:: SHORT EXERCISE ::
Pick out and copy every line in the items below that contains the word "format".

:: RECORDS TO PROCESS ::

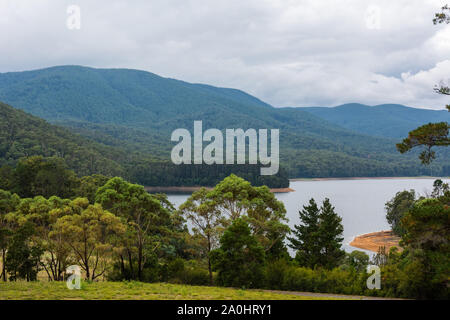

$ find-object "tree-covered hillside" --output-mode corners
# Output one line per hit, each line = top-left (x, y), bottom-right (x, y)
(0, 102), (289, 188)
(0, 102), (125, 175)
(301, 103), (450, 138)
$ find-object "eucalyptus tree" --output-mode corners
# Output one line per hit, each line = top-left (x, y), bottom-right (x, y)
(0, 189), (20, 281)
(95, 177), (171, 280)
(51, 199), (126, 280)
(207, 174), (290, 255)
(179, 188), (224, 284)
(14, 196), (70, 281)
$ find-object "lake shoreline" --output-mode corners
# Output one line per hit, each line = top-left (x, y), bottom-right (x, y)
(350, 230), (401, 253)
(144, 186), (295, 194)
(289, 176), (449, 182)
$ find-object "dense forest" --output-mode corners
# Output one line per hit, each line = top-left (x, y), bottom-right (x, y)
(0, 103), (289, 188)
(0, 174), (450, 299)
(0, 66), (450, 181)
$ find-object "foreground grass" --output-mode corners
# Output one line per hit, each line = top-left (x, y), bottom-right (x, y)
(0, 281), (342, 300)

==

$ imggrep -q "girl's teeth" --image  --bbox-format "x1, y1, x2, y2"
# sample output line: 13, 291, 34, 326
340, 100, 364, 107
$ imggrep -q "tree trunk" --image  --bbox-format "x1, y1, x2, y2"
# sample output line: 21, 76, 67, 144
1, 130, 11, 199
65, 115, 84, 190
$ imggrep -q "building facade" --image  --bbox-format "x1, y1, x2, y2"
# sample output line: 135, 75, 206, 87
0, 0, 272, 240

:: WRITTEN ANSWER ::
$ imggrep -q "girl's teeth" --image  --bbox-format "x1, y1, x2, y2"
$ imggrep -q "tree trunk" --image  --bbox-format "x1, y1, x2, y2"
$ imggrep -q "building facade" --image  --bbox-format "x1, y1, x2, y2"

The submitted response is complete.